[A run of records]
----------------

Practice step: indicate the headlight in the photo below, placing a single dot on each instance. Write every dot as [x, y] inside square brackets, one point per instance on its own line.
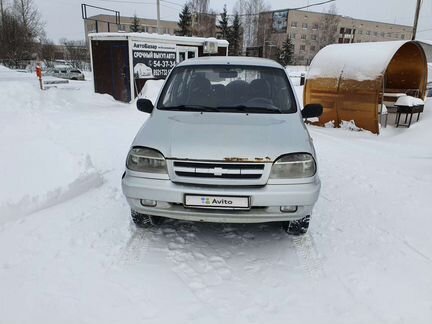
[293, 166]
[143, 159]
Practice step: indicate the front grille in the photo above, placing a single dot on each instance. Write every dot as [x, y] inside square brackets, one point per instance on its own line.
[219, 170]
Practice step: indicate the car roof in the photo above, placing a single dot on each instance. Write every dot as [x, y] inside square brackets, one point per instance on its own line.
[234, 60]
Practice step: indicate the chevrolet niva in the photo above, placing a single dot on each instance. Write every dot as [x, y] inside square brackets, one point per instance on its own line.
[225, 142]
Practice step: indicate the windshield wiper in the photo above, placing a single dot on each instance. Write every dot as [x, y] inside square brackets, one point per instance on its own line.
[190, 108]
[244, 108]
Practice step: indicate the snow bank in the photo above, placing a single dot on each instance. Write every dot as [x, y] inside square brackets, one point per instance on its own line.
[152, 89]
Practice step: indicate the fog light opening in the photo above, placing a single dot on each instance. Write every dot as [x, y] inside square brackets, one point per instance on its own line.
[148, 202]
[288, 209]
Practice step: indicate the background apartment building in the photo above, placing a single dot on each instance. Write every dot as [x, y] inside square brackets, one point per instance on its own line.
[311, 31]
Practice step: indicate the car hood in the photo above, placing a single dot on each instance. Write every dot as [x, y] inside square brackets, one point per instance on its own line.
[224, 136]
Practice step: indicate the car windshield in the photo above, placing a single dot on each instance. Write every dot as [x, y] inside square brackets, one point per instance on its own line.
[227, 88]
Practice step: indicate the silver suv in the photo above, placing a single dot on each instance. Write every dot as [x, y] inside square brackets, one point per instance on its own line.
[225, 142]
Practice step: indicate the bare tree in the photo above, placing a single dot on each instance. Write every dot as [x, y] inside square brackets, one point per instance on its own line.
[249, 10]
[29, 17]
[48, 51]
[201, 6]
[328, 27]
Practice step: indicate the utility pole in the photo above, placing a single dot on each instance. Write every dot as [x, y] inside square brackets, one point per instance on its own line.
[2, 13]
[416, 18]
[158, 15]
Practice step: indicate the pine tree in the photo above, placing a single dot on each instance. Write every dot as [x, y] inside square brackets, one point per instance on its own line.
[185, 22]
[235, 36]
[223, 24]
[286, 54]
[135, 25]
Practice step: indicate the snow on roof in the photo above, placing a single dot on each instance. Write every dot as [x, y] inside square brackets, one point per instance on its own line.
[240, 60]
[357, 61]
[159, 37]
[425, 41]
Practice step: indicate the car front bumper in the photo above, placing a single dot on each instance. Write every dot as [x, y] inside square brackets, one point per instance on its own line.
[266, 201]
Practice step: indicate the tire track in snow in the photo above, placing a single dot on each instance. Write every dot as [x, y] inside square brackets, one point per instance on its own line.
[308, 256]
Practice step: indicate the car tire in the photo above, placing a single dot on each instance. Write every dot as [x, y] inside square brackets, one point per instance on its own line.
[145, 221]
[297, 227]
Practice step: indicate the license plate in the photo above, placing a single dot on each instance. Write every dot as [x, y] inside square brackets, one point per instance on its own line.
[223, 202]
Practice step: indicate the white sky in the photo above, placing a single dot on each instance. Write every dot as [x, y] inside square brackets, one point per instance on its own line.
[63, 17]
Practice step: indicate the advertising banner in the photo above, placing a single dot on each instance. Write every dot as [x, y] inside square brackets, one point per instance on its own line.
[152, 60]
[279, 22]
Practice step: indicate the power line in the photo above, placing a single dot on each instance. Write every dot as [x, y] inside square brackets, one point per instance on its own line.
[132, 2]
[174, 3]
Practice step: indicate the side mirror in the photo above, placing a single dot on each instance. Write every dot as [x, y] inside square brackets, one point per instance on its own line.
[312, 110]
[145, 105]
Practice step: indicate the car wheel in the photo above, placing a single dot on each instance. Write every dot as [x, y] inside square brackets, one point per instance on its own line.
[145, 221]
[140, 220]
[297, 227]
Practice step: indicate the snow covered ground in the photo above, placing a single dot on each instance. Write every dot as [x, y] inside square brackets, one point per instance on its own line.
[69, 253]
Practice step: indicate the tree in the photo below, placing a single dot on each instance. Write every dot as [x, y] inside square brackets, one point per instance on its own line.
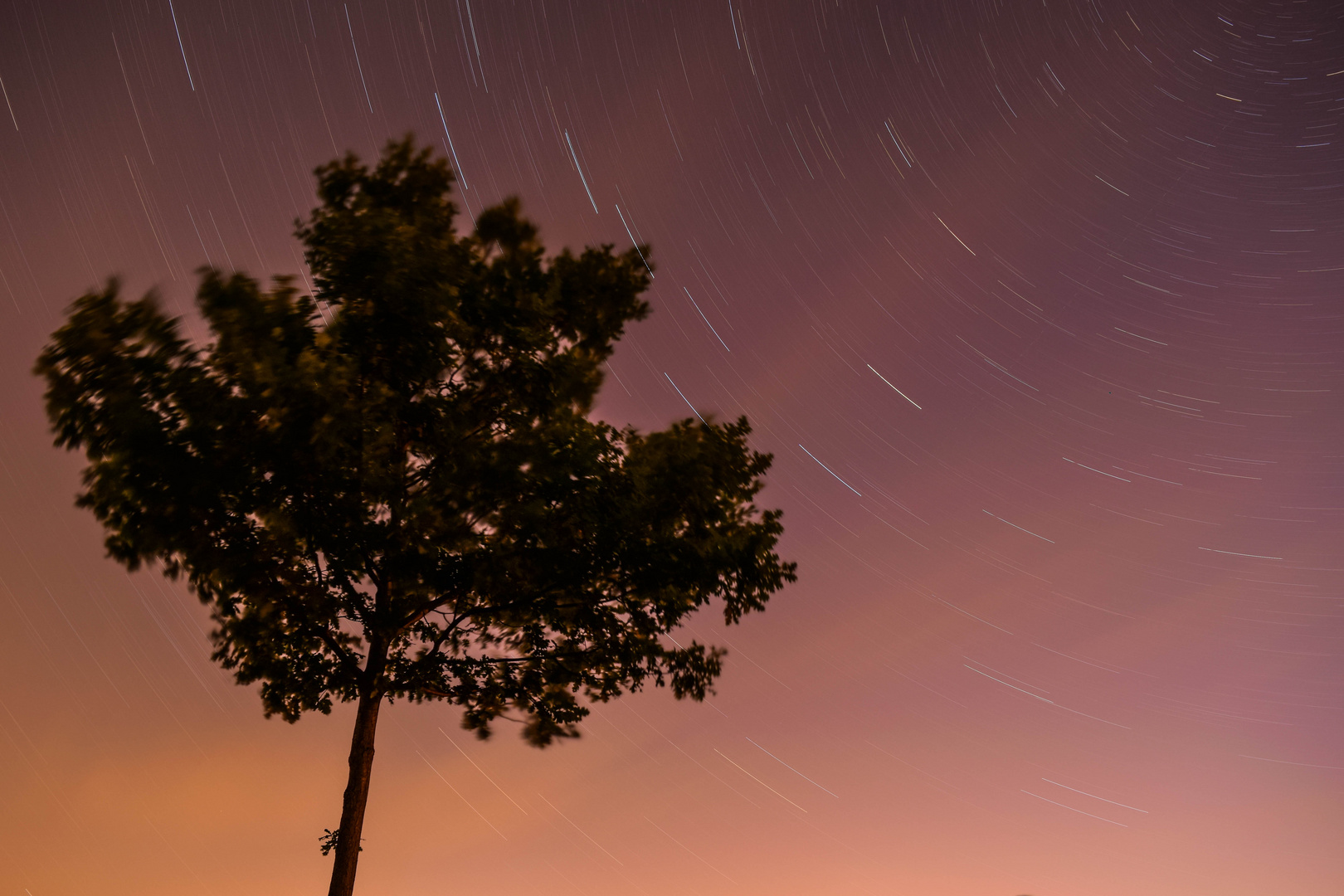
[392, 489]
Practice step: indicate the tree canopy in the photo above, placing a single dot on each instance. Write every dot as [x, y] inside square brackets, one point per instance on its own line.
[394, 488]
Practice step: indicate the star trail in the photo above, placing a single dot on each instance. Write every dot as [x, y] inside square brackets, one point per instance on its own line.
[1049, 289]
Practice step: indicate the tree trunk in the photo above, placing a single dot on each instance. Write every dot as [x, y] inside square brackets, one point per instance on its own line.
[357, 794]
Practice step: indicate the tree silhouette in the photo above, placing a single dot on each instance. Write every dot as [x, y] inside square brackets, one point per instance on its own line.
[392, 489]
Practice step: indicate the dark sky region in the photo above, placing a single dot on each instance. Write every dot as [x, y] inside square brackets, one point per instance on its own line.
[1036, 304]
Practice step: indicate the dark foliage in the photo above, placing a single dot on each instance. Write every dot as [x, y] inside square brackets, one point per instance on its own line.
[392, 489]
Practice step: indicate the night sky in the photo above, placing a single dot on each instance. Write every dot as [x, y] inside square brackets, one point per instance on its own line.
[1035, 303]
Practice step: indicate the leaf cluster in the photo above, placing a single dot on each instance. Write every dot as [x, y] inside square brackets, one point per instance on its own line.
[394, 486]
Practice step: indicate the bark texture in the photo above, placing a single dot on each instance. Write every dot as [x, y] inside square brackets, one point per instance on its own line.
[357, 796]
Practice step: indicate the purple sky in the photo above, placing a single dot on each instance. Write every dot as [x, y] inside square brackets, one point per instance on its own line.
[1035, 303]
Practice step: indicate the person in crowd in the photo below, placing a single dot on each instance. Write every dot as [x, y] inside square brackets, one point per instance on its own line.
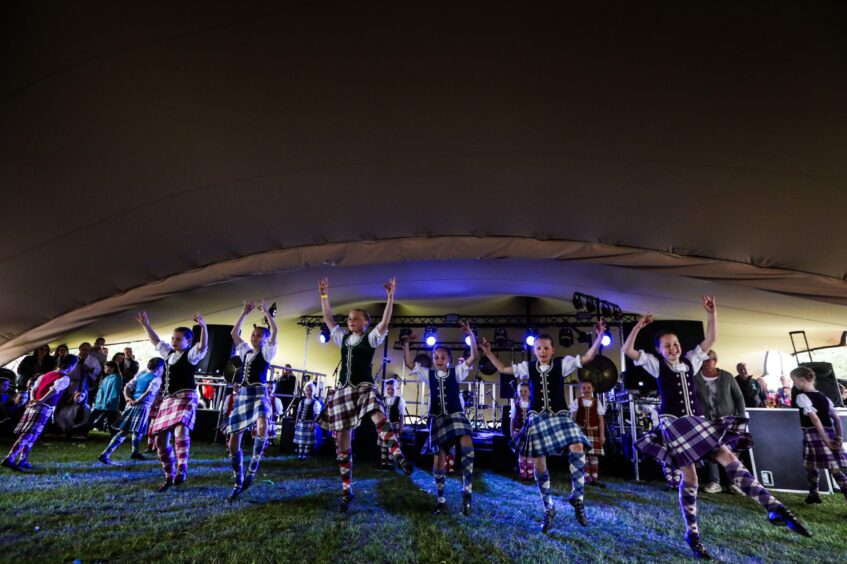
[47, 390]
[550, 429]
[304, 430]
[590, 414]
[719, 396]
[139, 394]
[355, 397]
[178, 409]
[32, 366]
[252, 405]
[684, 437]
[823, 438]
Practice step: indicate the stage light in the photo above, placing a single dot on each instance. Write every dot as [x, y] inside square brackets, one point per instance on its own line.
[325, 335]
[430, 336]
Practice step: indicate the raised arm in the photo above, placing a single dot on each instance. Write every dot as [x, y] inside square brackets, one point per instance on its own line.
[144, 320]
[599, 330]
[711, 324]
[326, 309]
[486, 350]
[629, 344]
[390, 286]
[236, 329]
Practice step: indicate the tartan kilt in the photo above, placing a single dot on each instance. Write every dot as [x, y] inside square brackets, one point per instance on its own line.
[134, 419]
[817, 454]
[251, 403]
[347, 406]
[179, 408]
[304, 433]
[444, 431]
[680, 441]
[34, 419]
[548, 434]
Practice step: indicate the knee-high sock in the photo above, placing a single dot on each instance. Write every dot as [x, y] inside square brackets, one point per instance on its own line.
[386, 434]
[258, 449]
[345, 466]
[688, 504]
[543, 481]
[237, 461]
[116, 441]
[182, 445]
[467, 468]
[440, 479]
[577, 467]
[752, 488]
[166, 457]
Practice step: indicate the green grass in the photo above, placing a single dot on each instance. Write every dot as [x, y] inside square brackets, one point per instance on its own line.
[73, 508]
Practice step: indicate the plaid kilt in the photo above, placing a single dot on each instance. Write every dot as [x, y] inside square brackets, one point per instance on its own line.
[445, 431]
[817, 454]
[34, 418]
[251, 403]
[347, 406]
[548, 434]
[134, 419]
[681, 441]
[179, 408]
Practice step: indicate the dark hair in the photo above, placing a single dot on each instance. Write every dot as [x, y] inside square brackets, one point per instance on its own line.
[186, 332]
[68, 361]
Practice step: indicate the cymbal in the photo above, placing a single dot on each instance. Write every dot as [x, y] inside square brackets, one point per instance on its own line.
[601, 372]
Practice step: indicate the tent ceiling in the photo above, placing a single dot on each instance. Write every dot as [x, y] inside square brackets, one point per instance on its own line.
[140, 142]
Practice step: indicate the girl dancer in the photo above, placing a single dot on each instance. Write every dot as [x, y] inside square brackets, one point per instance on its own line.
[550, 429]
[252, 406]
[685, 437]
[139, 394]
[355, 396]
[447, 421]
[179, 404]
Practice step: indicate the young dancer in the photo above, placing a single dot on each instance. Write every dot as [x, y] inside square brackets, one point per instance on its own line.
[589, 414]
[355, 396]
[46, 391]
[447, 421]
[179, 396]
[684, 437]
[139, 394]
[823, 442]
[395, 411]
[518, 416]
[550, 429]
[307, 414]
[252, 405]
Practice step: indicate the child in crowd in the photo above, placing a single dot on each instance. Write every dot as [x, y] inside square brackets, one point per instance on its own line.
[550, 430]
[178, 409]
[46, 392]
[307, 414]
[589, 414]
[823, 441]
[448, 424]
[139, 393]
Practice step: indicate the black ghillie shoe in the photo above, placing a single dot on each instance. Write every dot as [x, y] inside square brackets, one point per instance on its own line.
[579, 511]
[696, 544]
[784, 516]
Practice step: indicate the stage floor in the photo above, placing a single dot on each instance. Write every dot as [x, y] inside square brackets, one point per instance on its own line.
[73, 508]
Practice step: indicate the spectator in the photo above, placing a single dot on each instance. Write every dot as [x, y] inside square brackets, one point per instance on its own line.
[719, 396]
[38, 363]
[752, 391]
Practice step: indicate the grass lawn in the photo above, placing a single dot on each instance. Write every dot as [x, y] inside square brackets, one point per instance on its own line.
[70, 507]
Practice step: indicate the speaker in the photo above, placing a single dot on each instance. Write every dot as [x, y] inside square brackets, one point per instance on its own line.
[220, 349]
[825, 381]
[690, 334]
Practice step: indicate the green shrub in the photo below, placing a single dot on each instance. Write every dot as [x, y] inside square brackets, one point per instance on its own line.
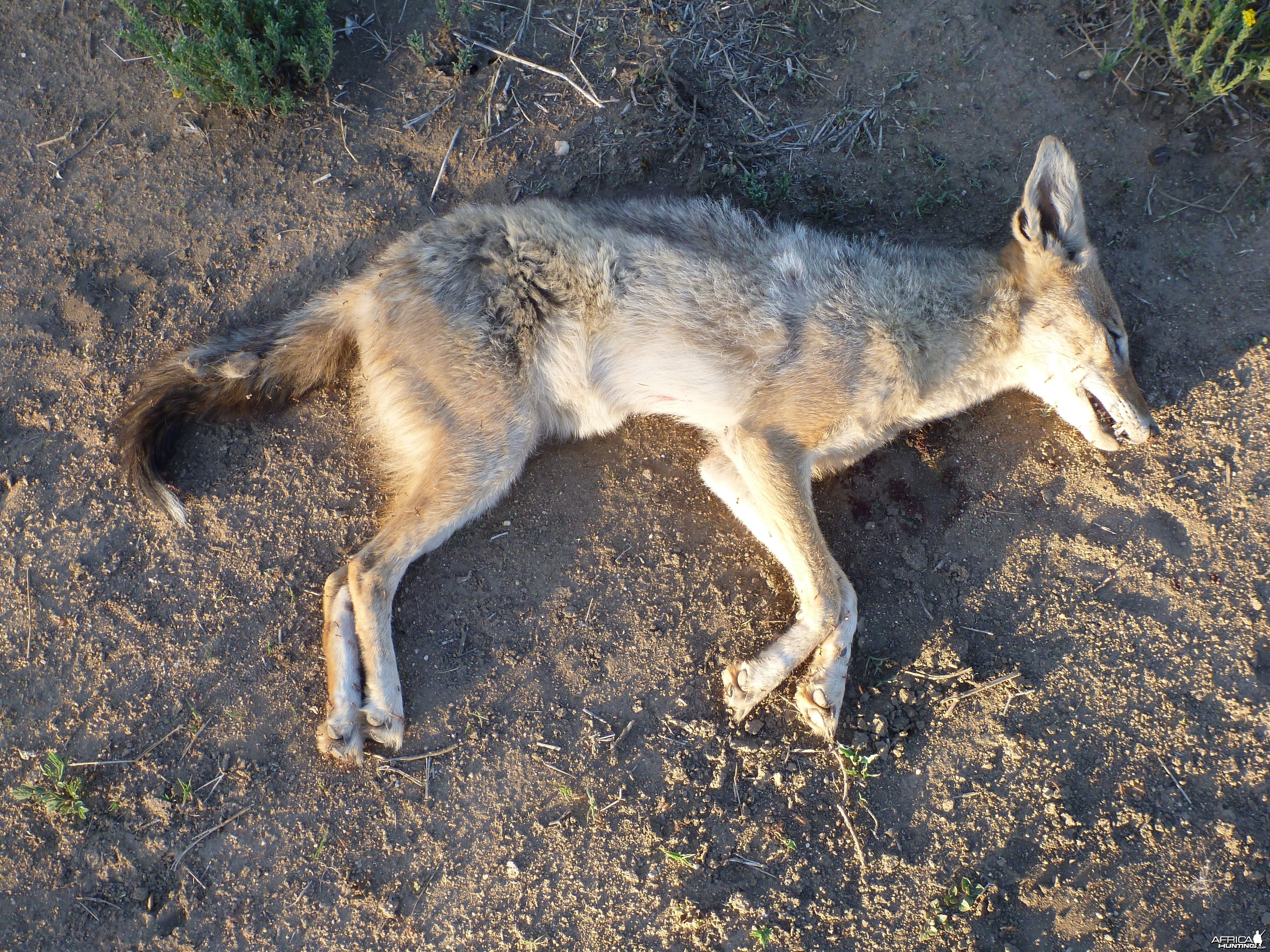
[1217, 46]
[251, 54]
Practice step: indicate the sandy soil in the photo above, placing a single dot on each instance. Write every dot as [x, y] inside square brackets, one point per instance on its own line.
[1113, 797]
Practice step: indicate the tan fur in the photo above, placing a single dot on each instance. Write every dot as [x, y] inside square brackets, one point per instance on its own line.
[497, 328]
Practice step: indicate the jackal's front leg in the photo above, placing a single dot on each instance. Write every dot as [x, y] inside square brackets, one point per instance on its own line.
[768, 486]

----------------

Short task. Swap "sandy soil" for "sandy ground" in the listing, from the line containing "Practice step: indicate the grass" through the end of the listing, and leave everything else unchanged. Leave the pictures out of your answer.

Task output.
Practice step: indicate the grass lawn in the photo above, placing a single dot on each instance. Write every dot as [x, y] inside square brackets, one point per instance on its own line.
[70, 507]
Practice step: indicate the speaker in the photo above, placing a single dot on each instance. Write every dot as [x, y] inside square brackets, one point per instance on its own line.
[220, 349]
[825, 381]
[690, 334]
Practice step: indicate the green shrub in the photo below, placing a single dot on each instance. Write every dot as [x, y] inside square brackets, one point per instance on its own line.
[1217, 46]
[251, 54]
Practice step: indicate the sandy ground in the photo above, placing a single dot on each instance. Write every dot as [x, y] inside square brackets, one point per instance on its own line.
[1113, 797]
Practice step: indicate the tan fur in the photo above, placing a single dot on each instance. Write every dot as [x, y] inside square brackets, one point per instance on its own line.
[497, 328]
Practice step: indicate the jackal's front leg in the photo above, placing a single dot on each instance. Write every dot as [x, y] inside square brackets, one point per instance on its own line.
[768, 486]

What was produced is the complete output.